### THE EXERCISE
Convert each of the entries below into a JSON list of strings, with one string per line and blank lines omitted.

____

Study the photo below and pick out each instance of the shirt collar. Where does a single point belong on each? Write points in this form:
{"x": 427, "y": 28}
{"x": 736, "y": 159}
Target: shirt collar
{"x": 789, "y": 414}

____

### EXERCISE OUTPUT
[
  "Study the photo below and pick out each instance of the shirt collar. Where does a single point belong on each? Write points in this form:",
  "{\"x\": 427, \"y\": 28}",
  "{\"x\": 736, \"y\": 159}",
  "Target: shirt collar",
  "{\"x\": 789, \"y\": 414}"
]